→ Problem description:
Turn the lines from the one containing "Could you mark every instance of the green flower" through the end of the records into a JSON list of strings, one string per line, leaving out any blank lines.

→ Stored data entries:
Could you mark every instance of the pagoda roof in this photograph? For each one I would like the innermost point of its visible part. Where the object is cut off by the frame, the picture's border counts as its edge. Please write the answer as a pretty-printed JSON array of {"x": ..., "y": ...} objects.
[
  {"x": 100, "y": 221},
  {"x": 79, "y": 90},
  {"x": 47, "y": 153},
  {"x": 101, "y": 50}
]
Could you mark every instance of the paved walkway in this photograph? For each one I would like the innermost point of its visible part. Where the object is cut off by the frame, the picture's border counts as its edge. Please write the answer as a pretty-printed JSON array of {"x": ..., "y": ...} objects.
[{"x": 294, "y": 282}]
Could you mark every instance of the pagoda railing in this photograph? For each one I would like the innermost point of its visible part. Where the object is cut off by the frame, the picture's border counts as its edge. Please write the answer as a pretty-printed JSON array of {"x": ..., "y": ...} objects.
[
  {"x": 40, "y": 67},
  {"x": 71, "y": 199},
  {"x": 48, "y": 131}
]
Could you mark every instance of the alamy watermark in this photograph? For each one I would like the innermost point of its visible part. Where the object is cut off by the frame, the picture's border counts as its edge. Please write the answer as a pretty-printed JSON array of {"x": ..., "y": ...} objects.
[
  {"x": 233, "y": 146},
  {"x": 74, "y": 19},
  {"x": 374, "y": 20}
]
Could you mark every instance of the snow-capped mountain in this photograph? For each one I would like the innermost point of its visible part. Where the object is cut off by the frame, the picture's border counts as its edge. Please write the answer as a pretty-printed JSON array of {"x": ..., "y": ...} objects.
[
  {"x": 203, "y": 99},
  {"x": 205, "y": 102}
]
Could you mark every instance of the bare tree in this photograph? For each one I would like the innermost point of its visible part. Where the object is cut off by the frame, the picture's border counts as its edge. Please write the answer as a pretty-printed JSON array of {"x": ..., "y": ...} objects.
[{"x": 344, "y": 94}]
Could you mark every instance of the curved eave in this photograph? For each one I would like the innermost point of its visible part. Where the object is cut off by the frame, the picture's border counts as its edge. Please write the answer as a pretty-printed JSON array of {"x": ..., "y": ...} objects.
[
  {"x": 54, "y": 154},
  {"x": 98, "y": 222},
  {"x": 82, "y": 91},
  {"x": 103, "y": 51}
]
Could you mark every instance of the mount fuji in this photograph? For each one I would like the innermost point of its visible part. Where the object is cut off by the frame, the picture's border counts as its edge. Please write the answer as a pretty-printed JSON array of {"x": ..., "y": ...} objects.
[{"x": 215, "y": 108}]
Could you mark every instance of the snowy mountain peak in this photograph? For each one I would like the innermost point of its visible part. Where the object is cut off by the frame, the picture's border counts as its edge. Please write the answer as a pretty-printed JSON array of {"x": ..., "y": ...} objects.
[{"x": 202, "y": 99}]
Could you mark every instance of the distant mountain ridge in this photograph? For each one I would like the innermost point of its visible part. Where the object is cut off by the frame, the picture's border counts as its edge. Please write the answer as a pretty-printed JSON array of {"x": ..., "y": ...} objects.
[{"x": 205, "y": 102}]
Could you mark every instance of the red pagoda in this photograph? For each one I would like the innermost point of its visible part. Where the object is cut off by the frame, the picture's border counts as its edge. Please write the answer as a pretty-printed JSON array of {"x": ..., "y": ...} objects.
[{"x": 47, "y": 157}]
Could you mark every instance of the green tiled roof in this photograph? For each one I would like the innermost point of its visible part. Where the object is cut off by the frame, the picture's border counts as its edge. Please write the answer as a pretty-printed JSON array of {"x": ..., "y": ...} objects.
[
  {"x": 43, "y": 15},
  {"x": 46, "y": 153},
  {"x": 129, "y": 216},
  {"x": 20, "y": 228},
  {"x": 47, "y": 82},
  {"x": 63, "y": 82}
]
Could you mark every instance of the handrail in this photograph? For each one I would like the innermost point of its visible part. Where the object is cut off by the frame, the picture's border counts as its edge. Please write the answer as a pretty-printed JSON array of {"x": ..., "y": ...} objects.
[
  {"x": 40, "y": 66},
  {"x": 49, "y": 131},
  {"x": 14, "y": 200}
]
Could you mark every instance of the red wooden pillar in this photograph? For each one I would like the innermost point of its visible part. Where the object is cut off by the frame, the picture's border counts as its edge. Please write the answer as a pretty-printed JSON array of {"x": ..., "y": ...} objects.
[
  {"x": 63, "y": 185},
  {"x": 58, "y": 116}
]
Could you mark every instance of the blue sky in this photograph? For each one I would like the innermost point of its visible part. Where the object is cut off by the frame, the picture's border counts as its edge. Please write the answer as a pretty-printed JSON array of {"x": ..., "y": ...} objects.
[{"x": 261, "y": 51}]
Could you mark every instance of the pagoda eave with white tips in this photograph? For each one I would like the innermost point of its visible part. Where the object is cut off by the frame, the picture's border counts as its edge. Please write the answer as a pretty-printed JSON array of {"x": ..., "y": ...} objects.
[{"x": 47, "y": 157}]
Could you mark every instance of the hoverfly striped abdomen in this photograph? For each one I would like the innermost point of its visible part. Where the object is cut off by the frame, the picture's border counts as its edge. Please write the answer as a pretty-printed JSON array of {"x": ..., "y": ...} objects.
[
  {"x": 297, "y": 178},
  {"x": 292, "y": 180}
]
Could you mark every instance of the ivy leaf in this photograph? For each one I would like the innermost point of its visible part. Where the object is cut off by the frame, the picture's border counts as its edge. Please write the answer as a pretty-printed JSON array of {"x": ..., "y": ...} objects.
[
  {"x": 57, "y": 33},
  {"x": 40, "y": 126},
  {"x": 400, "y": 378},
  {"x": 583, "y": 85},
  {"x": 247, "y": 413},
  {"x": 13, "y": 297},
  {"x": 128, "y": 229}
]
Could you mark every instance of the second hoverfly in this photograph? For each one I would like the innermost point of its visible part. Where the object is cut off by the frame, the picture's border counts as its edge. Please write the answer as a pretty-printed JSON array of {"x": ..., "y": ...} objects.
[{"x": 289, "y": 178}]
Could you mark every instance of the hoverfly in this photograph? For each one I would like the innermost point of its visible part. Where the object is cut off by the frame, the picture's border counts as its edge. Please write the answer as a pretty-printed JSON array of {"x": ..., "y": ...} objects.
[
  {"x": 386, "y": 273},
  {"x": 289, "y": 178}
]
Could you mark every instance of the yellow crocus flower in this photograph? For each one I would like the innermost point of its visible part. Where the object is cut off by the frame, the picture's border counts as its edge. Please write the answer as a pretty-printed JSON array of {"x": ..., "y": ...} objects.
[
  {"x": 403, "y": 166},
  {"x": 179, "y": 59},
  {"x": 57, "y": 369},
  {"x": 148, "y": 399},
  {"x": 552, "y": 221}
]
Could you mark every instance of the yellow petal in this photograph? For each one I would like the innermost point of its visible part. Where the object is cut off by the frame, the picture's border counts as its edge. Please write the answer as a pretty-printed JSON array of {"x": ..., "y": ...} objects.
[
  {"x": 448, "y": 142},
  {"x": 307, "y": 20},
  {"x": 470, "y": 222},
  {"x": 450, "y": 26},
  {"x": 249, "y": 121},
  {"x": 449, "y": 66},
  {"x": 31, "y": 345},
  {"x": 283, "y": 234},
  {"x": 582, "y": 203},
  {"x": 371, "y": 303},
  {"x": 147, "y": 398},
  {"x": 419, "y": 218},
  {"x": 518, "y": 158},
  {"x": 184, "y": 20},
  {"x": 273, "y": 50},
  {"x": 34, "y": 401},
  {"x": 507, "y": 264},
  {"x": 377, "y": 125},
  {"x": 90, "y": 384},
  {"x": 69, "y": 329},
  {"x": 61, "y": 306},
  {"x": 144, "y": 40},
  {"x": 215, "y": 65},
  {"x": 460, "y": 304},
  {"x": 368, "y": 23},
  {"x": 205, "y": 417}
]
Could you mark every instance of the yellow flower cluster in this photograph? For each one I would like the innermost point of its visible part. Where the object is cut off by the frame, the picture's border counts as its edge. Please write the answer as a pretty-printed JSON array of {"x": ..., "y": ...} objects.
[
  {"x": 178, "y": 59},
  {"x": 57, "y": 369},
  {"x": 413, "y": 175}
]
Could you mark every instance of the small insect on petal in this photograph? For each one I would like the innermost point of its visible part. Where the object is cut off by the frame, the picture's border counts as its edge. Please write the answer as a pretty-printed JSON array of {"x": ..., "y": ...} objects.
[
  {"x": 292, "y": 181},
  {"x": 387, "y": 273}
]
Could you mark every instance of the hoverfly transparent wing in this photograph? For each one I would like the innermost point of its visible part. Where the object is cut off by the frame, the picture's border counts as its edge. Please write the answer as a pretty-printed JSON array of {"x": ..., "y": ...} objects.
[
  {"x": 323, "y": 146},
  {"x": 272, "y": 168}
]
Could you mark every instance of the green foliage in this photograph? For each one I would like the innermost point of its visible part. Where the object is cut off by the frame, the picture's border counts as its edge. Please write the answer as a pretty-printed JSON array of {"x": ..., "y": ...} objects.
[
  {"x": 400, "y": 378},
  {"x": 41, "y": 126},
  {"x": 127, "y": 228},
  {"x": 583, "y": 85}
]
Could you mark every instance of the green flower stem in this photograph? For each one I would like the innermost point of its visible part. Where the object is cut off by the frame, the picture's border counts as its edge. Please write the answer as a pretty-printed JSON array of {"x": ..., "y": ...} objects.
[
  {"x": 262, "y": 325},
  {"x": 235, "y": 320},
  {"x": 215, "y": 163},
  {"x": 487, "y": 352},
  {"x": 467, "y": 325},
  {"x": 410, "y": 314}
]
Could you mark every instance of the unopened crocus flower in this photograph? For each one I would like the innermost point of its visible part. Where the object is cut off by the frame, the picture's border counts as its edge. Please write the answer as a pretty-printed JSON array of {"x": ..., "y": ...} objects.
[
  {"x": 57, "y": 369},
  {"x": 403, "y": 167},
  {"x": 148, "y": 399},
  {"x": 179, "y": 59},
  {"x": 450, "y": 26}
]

→ Written response:
[
  "Could you mark every instance of the green flower stem in this photograph? For each one I would like the innermost point of its visible part. Where the object is cut off by the frame, the picture's border counts as its edge. Please write the answer as a pretty-printed JSON array of {\"x\": ..., \"y\": ...} objects.",
  "[",
  "  {\"x\": 262, \"y\": 325},",
  "  {\"x\": 235, \"y\": 320},",
  "  {\"x\": 215, \"y\": 163},",
  "  {\"x\": 487, \"y\": 352},",
  "  {\"x\": 467, \"y\": 325},",
  "  {\"x\": 410, \"y\": 314}",
  "]",
  "Could you mark every instance of the unopened crocus flower in this photograph? For each one I would like the innermost point of its visible part. Where the object is cut off by the frame, the picture's border counts as its edge. Please write the answer as a pretty-printed JSON array of {\"x\": ..., \"y\": ...} objects.",
  "[",
  "  {\"x\": 57, \"y\": 369},",
  "  {\"x\": 403, \"y\": 167},",
  "  {\"x\": 148, \"y\": 399},",
  "  {\"x\": 179, \"y\": 59},",
  "  {\"x\": 450, \"y\": 26}",
  "]"
]